Task requirements:
- a) Reproduce the Community Library Notes column from "Author Picoult describes" up to and including "is his kid.".
- b) Pick up the Community Library Notes column where it stops and continue writing it.

Source document:
The Mendocino Beacon

Community Library Notes

- By Priscilla Comen The Mendocino Community Library is at the corner of William and Little Lake streets, Mendocino. Hours: Monday, 10 a.m. to 5 p.m.; Tuesday to Saturday, 10 a.m. to 3 p.m.; closed Sundays and holidays, 707- 9375773.

“A Spark of Light” by Jody Picoult is the story of the “Center” and Wren McElroy. Wren sits at the Center and a man points a gun at her. The Center is the last standing abortion clinic in Mississipp­i. The man with the gun is George, and to him, this was like a holy crusade.

Hugh McElroy is the hostage negotiator George has been talking to for hours. McElroy says George’s daughter would know he’d wanted to protect her. Men with rifles wait for him to exit the center.

Author Picoult describes different types of hostage takers. McElroy knows it’s a matter of luck. Is his luck about to run out? Around the building are ambulances, SWAT teams, reporters, and people with placards. He must not forget this is a job. Don’t take it too personally. But one of the hostages is his kid.

Suddenly, the front door opens and two women step outside. Wren had moved the couch away from the door as George had instructed her. Olive’s body was on the floor. Janise is being treated by an EMT outside. She’s in shock. The police drive her to the station to make a statement. She knows how different religions view personhood. Allen had sent her to the Center as a spy. He’s the leader of a local Right to Life group.

We meet Izzy who is pregnant and from a poor family. She lives with Parker whom she met when he had a broken leg and she was his nurse. He had gone to Yale University, went to a private school, and has a trust fund. Izzy and he are from different classes.

Bex is Hugh’s sister, Wren’s aunt. She loves them and needs no one else. She’s an artist. She knows Hugh has a plan to get them to safety. He always does. He offers himself as a hostage. Quandt, the SWAT leader wants to go in with his team. Hugh says no.

Louie Ward is an OBGYN who flies to different clinics in the country. He was raised by the women in the Bayou neighborho­od. Now he is in the hospital, recovering from a gunshot wound. Joy brings home an anti-abortion activist after she has an abortion. Strange bedfellows. They exchange names, have tea. Joy wonders how she and Janine can return to normal tomorrow. Joy shows Janine the ultra- sound of her unborn child, a boy. Joy had made her choice, but she can also grieve.

[Region pointing data]

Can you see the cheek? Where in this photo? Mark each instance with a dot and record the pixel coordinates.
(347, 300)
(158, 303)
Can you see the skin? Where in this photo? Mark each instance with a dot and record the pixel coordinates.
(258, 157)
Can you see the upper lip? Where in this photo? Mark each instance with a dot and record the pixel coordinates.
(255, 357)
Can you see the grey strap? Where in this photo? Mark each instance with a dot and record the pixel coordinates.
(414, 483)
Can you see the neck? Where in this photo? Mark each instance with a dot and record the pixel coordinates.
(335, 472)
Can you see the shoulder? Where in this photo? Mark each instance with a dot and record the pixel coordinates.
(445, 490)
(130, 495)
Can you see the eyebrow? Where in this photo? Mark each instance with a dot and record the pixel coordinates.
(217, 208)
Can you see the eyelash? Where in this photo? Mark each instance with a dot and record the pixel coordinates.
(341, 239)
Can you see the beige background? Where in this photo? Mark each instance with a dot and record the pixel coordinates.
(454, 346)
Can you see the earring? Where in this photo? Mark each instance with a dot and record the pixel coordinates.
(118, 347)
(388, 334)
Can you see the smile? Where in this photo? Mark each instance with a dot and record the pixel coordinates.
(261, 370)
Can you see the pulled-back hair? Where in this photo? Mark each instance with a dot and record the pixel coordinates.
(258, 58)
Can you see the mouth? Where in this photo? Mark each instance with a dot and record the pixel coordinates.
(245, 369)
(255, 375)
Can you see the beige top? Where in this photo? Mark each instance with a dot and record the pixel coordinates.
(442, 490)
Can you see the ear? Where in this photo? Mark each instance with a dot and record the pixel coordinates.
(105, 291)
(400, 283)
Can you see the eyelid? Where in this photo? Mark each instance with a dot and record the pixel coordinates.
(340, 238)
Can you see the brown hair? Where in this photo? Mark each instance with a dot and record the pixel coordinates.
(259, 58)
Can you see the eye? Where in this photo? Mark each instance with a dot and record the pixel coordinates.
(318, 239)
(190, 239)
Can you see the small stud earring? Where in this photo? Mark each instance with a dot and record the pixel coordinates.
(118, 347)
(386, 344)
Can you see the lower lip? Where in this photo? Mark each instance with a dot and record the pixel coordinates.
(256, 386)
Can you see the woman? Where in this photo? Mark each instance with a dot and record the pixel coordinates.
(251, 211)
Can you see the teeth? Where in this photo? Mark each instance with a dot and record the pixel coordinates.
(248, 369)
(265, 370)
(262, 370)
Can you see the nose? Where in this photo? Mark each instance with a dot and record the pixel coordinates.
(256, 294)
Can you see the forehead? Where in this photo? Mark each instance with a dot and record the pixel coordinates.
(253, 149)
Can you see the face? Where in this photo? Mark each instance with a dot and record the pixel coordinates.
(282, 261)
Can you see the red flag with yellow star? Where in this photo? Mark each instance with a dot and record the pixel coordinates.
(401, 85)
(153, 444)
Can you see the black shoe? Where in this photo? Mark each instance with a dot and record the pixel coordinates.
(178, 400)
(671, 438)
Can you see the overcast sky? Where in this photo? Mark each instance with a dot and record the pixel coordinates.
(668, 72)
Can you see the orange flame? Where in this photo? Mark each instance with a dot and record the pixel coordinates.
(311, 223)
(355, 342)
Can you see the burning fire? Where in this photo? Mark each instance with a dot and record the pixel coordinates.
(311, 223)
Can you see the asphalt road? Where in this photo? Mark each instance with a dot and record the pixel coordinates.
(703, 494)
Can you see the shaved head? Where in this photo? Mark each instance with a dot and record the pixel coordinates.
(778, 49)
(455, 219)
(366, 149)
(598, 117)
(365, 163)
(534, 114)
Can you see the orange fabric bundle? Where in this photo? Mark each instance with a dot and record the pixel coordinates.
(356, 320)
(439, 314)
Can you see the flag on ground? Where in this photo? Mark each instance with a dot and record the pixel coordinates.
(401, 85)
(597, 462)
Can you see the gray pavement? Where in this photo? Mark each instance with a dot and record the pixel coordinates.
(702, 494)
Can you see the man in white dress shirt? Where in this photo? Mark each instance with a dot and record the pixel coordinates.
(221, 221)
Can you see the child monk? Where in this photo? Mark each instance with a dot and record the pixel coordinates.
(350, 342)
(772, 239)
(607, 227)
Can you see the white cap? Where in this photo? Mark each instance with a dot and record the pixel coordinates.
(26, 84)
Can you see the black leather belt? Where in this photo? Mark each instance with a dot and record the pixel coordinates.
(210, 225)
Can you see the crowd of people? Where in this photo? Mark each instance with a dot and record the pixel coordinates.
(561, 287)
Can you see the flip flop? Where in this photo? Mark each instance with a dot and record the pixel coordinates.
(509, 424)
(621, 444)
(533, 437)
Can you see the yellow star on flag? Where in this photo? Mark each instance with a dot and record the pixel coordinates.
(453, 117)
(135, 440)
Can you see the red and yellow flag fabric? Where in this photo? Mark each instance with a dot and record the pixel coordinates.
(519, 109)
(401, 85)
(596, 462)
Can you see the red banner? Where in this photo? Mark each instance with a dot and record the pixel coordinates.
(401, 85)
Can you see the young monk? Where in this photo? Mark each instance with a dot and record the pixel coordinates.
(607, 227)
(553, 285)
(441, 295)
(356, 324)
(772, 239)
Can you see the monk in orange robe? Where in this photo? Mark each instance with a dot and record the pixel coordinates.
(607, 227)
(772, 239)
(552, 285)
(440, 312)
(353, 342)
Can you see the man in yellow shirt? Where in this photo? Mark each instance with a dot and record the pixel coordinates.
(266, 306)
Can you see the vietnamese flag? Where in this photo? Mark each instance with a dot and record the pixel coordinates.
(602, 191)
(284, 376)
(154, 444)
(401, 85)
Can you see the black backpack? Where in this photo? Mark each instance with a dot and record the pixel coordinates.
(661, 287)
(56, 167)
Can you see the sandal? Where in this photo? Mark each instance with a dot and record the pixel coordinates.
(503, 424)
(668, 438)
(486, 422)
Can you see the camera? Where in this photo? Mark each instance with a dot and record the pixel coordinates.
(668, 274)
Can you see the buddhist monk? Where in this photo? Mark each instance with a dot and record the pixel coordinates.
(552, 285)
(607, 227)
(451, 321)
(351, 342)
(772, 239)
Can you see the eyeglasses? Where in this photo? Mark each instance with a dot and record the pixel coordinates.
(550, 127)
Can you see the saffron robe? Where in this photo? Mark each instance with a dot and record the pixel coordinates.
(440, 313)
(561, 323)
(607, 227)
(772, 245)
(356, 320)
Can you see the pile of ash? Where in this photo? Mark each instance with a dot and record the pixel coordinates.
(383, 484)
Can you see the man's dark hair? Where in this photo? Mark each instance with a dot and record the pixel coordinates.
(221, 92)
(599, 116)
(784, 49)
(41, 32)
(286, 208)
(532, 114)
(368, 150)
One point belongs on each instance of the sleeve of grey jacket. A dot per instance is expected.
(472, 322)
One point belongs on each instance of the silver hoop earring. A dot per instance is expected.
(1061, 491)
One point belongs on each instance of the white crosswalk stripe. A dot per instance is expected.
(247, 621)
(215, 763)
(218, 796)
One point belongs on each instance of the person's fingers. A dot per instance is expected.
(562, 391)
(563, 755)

Response list:
- a)
Author Picoult describes different types of hostage takers. McElroy knows it’s a matter of luck. Is his luck about to run out? Around the building are ambulances, SWAT teams, reporters, and people with placards. He must not forget this is a job. Don’t take it too personally. But one of the hostages is his kid.

- b)
In a hospital three hours away, Beth sees her court-appointed lawyer, Mandy DuVille. Beth hadn’t wanted to be a mother at seventeen. Mandy holds her close as she cries. Hugh has raised Wren by himself as his wife now lives in France with a younger man. Quandt says to Hugh as he goes inside the clinic, “Don’t be a hero.” “I’m not,” he says, “I’m a father.” Inside, George feels he and

Hugh are not too different; Hugh thought it possible to reason with a madman. Were both men right?

Author Picoult describes Janine’s life. She has a younger brother with Downs Syndrome who makes her laugh. She becomes president of a Right to Life club at college. She knows both men and women bear responsibi­lity for sex and parenthood. Izzy sits beside Olive’s body and pressures Olive’s chest. Louie has read everything Martin Luther King has written, and believes them deeply. He received scholarshi­ps to college and medical school.

His mom had had an abortion to save the child she already had, Louie. He became an abortion provider although he was a Catholic. He went to the clinic every day. He wanted the women to know they were not alone. Izzy tended to Louie’s wound. He knew she was pregnant and assured her she’d get out and have a bouncing baby.

Joy had met a handsome man in a bar and she took him home because he looked so sad. He was a judge and treated her nicely. Then he left her. Now she is pregnant. Wren has wounded the shooter with a scalpel and he wraps a tourniquet around the wound. Back with Beth at the hospital, Mandy is with her and so is prosecutor Willie Cork. She is charged with murder of her unborn fetus. Mississipp­i has laws to protect the vulnerable, says attorney Cork. Mandy protests and protects Beth from Cork. The cases Cork discusses have all been thrown out of court.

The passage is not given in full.